======== Texto extraído ========

Um livro, tal qual um filho, é sempre uma nova esperança. E aqui temos um livro a tratar disso, do lugar do filho, enquanto objeto na economia libidinal dos pais.


Sua autora, uma experiente psicanalista, faz justiça ao seu próprio nome ao trazer a lume este livro com o frescor da alba de um novo dia. É assim que, com os dedos ainda róseos da aurora, abro o livro ao acaso, na página 188, e me deparo com esta sua frase: Con febril anhelo, todo ser humano apostará a escribir su trazo distintivo ante la uniformidad. Um texto que trate da diferença dentro do igual merece atenção.

O índice é convidativo. Depois de um rápido prólogo, onde deixa claro seu propósito de reconhecimento dos diferentes tempos do sujeito, estende-se por oito capítulos na análise prometida pelo título do livro: a criança e seus pais. E aqui já vemos o cuidado com a estrutura do texto: dos oito capítulos – cujo número lembra o oito da castração, como diz um canto sefaradi – os dois primeiros, a guisa de abertura, e os dois últimos, como uma coda, falam da criança, sempre no singular, e dos pais, enquanto os quatro capítulos intermediários se ocupam dos tempos prometidos no prólogo.

Os tempos – onde o instante de ver, o tempo de compreender e o momento de concluir são supostos – são fundamentalmente os tempos da estrutura borromeica, do real, do simbólico e do imaginário. Desde aí examinará os tempos da angústia, do jogo e do desenho, revelando em cada linha o cuidado com o particular de cada caso.

======== Itens fornecidos ========

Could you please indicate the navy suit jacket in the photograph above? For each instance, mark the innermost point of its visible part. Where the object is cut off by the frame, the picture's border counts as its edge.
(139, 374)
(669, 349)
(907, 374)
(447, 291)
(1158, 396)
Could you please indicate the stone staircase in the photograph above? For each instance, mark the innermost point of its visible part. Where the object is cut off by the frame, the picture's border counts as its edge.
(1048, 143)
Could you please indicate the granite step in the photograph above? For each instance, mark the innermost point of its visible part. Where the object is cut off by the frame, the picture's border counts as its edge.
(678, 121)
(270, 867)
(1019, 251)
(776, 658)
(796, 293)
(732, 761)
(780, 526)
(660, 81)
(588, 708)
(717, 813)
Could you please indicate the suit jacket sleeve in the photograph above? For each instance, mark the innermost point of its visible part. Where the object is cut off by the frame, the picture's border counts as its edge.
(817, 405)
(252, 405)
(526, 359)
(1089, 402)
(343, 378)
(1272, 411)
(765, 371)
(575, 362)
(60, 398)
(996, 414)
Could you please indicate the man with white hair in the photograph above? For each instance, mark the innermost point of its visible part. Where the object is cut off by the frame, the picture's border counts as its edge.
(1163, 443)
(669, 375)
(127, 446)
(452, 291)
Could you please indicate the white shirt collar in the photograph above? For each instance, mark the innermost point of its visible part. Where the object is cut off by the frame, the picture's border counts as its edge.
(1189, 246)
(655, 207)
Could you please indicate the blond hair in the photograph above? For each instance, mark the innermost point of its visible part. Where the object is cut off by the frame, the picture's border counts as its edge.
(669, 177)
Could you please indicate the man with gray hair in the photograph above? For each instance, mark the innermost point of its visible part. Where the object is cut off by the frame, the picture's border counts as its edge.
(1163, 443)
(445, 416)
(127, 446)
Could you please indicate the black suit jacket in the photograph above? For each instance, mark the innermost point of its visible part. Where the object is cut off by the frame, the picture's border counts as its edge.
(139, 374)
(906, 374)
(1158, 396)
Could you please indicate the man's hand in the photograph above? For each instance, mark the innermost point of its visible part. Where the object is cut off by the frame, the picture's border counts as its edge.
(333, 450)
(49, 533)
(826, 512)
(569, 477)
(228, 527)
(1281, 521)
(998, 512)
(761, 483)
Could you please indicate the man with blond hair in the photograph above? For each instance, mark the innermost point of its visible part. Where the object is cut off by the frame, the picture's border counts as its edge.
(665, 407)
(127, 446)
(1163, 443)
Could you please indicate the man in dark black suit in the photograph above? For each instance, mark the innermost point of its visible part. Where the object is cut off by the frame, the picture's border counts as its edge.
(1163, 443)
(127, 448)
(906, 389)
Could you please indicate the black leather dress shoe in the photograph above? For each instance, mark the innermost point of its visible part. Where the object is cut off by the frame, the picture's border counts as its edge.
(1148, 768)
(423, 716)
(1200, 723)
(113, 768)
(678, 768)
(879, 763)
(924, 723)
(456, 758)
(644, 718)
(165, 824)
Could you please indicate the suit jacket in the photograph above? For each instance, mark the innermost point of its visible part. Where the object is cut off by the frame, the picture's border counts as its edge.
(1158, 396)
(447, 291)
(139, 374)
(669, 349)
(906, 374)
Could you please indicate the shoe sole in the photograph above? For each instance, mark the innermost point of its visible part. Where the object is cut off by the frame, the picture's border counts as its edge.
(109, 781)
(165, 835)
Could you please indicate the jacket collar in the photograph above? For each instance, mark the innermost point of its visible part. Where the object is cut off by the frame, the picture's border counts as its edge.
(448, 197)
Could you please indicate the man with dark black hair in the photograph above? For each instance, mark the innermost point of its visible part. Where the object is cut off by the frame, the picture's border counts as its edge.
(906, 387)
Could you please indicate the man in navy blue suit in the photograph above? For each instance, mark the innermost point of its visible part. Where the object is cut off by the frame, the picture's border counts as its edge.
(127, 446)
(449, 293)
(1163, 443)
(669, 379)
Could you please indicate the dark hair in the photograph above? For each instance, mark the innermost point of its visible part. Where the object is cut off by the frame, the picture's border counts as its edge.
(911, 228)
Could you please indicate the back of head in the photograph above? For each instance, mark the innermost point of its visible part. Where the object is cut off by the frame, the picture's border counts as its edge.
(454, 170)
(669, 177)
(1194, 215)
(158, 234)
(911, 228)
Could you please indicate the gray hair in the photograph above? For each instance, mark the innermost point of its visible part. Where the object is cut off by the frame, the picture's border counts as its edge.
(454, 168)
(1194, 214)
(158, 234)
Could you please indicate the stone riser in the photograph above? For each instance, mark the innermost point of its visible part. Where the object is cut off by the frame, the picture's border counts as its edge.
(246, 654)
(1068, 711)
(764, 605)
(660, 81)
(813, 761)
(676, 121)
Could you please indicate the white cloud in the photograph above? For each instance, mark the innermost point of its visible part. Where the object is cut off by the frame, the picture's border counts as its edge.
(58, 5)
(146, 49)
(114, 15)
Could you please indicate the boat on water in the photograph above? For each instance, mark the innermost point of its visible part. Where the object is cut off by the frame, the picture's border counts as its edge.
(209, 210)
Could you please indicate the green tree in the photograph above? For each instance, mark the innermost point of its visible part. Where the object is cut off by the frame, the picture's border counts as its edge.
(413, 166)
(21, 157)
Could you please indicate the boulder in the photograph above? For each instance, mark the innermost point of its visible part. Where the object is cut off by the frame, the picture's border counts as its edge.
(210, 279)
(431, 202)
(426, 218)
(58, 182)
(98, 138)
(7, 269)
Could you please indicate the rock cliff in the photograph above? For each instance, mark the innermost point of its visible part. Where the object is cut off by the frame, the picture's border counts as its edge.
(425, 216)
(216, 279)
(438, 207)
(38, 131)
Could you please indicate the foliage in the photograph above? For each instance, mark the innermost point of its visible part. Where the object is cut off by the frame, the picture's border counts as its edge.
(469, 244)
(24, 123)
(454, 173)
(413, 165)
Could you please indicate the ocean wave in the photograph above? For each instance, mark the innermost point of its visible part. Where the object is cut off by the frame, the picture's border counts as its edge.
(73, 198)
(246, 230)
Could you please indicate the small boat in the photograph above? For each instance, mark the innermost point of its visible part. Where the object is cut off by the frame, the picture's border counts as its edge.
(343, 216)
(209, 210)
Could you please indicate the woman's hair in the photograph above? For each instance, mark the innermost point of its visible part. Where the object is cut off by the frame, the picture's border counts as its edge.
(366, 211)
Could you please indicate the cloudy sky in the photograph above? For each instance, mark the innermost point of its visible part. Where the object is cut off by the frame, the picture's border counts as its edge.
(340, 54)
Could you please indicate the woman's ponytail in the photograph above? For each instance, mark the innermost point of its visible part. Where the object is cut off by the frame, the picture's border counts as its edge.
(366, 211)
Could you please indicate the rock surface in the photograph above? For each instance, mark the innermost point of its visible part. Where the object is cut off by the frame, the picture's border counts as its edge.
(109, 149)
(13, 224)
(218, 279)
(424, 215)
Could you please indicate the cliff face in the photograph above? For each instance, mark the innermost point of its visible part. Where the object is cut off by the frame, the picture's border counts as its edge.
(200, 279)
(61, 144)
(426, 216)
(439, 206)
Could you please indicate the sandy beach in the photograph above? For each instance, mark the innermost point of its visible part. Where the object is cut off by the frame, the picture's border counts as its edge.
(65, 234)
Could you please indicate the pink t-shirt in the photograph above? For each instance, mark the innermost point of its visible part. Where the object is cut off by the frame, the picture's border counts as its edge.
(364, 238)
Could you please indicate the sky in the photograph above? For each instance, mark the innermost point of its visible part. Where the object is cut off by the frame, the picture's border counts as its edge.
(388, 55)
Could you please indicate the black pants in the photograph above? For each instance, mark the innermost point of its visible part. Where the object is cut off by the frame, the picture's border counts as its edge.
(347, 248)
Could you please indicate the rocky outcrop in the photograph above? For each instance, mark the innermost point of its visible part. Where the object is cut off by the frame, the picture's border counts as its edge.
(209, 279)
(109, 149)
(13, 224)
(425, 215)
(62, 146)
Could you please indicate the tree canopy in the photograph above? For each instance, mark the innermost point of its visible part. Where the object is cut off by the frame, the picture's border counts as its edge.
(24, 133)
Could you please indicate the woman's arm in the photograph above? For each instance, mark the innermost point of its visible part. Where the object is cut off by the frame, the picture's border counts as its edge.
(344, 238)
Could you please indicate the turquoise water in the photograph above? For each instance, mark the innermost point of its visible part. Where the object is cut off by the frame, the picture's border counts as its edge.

========

:: Instruções dos exercícios ::
a. Responda com base no texto extraído:
(i) Em que página o livro é aberto ao acaso?
(ii) Em quantos capítulos se estende a análise do livro?
(iii) De que se ocupam os quatro capítulos intermediários?
b. Liste todos os tempos que, segundo o texto extraído, a autora examinará a partir da estrutura borromeica.
c. Traduza para o inglês a frase do texto extraído "Um texto que trate da diferença dentro do igual merece atenção".

:: Lista de soluções ::
a.
(i) Na página 188.
(ii) Em oito capítulos.
(iii) Dos tempos prometidos no prólogo.

b. Os tempos da angústia, do jogo e do desenho.

c. A text that deals with difference within sameness deserves attention.